# Yeti vs RTIC Lawsuit GDG



## jackh (Oct 14, 2010)

http://finance.yahoo.com/news/yeti-reaches-favorable-settlement-rtic-233800748.html



> AUSTIN, Texas, Feb. 2, 2017 /PRNewswire/ -- YETI®, the leading premium cooler and drinkware brand, is pleased to announce that a binding settlement has been reached in the United States District Court lawsuits brought against RTIC Coolers and brothers John and Jim Jacobsen.
> 
> RTIC Coolers and the Jacobsens are required to make a financial payment to YETI; to cease sales of all products subject to the lawsuit – this includes hard-sided coolers, soft-sided coolers and drinkware; and to redesign all products in question.
> 
> ...


----------



## Jacob Hawkes (Jun 24, 2008)

Good. I'm surprised it took this long.


----------



## Bullfrog (Dec 29, 2009)

Makes me want to go out and buy another RTIC!


----------



## Daren Galloway (Jun 28, 2012)

Bullfrog said:


> Makes me want to go out and buy another RTIC!


I ordered one as soon as I saw this on FB.


----------



## Jim Danis (Aug 15, 2008)

Bullfrog said:


> Makes me want to go out and buy another RTIC!


Same here.


----------



## spaightlabs (Jul 15, 2005)

I guess that explains the big sale recently...

Stated task = Summarize the Yeti vs RTIC lawsuit thread in two sentences.

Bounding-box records

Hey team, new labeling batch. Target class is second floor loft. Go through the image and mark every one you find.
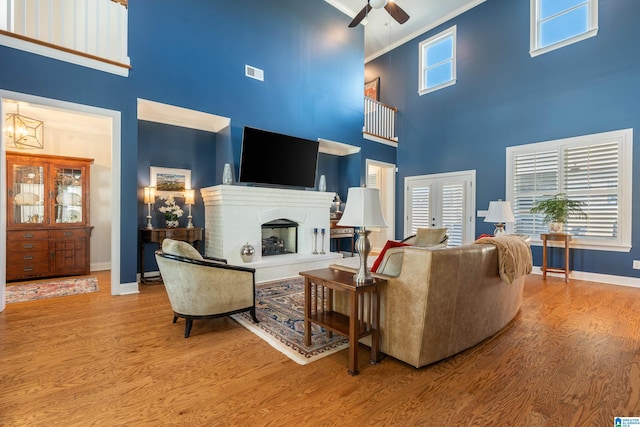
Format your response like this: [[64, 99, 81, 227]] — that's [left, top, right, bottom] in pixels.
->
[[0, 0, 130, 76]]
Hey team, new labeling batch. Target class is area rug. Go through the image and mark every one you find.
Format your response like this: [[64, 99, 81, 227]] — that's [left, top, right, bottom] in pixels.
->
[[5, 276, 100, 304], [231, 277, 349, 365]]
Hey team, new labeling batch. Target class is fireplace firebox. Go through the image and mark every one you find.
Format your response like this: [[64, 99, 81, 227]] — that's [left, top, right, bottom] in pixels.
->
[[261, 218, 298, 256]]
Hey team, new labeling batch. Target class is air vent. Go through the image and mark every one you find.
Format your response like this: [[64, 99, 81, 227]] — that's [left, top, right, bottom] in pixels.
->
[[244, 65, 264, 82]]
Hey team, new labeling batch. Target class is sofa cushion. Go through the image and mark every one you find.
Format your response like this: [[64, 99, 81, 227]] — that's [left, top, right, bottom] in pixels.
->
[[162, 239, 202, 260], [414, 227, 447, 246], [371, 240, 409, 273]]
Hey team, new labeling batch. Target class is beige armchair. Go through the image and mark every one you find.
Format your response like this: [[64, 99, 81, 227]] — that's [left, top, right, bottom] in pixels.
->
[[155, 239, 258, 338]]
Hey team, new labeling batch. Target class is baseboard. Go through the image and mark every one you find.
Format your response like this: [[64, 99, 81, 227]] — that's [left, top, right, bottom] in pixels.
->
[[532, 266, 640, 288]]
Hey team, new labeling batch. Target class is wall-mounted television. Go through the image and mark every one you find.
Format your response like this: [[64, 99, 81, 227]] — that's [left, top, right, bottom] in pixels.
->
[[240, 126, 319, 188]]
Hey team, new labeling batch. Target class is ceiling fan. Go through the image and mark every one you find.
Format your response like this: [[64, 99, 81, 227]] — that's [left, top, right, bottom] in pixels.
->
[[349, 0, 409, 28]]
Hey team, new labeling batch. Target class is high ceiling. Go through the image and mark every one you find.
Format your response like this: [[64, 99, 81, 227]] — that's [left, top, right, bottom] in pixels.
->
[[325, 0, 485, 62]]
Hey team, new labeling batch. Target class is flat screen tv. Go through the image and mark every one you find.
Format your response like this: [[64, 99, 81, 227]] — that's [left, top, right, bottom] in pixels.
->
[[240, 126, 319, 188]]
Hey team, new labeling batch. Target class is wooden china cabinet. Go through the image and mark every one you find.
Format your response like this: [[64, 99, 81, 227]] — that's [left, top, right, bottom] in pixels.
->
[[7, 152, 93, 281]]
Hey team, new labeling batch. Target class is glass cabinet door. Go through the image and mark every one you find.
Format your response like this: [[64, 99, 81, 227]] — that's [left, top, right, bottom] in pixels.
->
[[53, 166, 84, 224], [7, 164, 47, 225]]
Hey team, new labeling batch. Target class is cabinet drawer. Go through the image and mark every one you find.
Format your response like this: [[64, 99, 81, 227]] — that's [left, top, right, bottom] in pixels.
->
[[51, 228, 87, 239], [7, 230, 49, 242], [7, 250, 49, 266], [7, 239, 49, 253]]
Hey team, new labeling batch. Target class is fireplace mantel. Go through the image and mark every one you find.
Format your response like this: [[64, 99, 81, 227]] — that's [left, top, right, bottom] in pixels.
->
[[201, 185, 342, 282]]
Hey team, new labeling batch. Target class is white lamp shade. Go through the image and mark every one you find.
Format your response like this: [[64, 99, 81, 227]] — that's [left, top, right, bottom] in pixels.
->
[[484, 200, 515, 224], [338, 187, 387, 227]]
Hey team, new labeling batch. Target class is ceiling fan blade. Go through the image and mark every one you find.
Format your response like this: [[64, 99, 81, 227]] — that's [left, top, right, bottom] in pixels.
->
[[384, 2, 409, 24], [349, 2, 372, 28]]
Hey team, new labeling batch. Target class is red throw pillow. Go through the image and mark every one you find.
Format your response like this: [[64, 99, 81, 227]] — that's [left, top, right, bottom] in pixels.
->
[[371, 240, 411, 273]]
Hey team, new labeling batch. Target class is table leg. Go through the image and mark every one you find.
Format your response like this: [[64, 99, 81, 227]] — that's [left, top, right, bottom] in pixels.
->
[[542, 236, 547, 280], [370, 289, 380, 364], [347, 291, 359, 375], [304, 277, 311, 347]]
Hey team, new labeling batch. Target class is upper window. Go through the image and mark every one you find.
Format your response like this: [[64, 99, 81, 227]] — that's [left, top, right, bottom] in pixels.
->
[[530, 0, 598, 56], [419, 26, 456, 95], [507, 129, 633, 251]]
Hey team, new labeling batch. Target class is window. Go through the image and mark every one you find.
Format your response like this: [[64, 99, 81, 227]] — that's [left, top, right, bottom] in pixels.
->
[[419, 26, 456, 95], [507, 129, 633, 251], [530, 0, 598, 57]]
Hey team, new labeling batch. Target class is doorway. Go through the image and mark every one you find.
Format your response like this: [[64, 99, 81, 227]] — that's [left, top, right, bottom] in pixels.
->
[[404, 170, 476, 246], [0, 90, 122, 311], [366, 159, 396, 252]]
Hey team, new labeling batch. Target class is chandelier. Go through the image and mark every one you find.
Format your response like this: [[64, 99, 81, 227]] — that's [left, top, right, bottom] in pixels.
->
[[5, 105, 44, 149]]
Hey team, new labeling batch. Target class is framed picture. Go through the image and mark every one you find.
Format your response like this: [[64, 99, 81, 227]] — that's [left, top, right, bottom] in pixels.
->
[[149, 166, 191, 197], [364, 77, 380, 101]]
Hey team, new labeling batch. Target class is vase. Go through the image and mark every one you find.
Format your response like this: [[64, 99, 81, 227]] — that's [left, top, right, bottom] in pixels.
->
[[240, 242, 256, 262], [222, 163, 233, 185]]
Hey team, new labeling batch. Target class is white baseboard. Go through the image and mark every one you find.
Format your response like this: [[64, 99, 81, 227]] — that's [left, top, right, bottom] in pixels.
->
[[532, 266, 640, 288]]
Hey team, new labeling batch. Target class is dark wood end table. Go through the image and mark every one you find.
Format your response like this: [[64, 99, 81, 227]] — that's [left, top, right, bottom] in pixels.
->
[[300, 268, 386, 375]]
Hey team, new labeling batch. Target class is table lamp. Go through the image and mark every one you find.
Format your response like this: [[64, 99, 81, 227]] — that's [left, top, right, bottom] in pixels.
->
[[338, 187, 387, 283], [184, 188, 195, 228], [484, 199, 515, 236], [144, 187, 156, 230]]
* * *
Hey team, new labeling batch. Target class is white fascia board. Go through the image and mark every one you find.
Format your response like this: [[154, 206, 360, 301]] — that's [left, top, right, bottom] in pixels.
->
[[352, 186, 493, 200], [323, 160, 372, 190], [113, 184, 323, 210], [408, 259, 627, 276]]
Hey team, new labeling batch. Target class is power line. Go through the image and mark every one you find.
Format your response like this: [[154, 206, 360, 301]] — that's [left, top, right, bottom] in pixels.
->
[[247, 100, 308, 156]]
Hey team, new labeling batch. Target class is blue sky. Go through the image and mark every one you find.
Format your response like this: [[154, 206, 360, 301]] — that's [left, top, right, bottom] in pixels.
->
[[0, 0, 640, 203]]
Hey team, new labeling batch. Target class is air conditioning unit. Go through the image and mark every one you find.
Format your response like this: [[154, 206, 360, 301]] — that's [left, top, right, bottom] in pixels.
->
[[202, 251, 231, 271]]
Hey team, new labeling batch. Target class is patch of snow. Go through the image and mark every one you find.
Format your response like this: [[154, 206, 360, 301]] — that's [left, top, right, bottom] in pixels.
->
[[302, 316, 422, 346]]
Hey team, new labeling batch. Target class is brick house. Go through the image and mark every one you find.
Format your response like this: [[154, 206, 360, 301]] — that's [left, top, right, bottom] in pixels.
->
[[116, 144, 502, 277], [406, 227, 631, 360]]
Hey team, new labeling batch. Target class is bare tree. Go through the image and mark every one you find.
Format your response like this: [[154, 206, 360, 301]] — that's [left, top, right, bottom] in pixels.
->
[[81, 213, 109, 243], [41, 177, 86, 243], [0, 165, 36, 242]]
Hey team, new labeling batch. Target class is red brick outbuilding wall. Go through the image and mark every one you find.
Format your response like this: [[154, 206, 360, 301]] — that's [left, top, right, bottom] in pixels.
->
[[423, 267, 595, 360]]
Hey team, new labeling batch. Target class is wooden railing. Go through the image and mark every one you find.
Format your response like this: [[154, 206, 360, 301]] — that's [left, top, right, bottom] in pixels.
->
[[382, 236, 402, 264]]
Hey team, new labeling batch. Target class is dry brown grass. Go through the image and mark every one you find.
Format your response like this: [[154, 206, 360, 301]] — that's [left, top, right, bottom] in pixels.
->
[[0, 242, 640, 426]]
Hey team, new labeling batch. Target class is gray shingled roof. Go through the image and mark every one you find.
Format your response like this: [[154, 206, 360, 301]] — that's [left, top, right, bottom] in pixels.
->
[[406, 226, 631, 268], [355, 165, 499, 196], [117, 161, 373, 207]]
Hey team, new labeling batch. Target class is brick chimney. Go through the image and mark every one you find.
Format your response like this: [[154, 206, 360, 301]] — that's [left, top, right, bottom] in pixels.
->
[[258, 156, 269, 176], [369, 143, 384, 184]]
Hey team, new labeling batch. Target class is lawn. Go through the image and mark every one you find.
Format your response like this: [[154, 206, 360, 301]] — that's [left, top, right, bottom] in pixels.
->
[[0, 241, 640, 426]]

Full solution = The thread opens with a press release announcing that YETI reached a binding settlement in its U.S. District Court lawsuits against RTIC Coolers and brothers John and Jim Jacobsen, who must pay YETI, stop selling the hard-sided coolers, soft-sided coolers, and drinkware at issue, and redesign those products. In the replies, one poster welcomes the news and is surprised it took so long, another says it makes him want to buy another RTIC, two others agree (one having ordered one right away), and a last poster says it explains the recent big sale.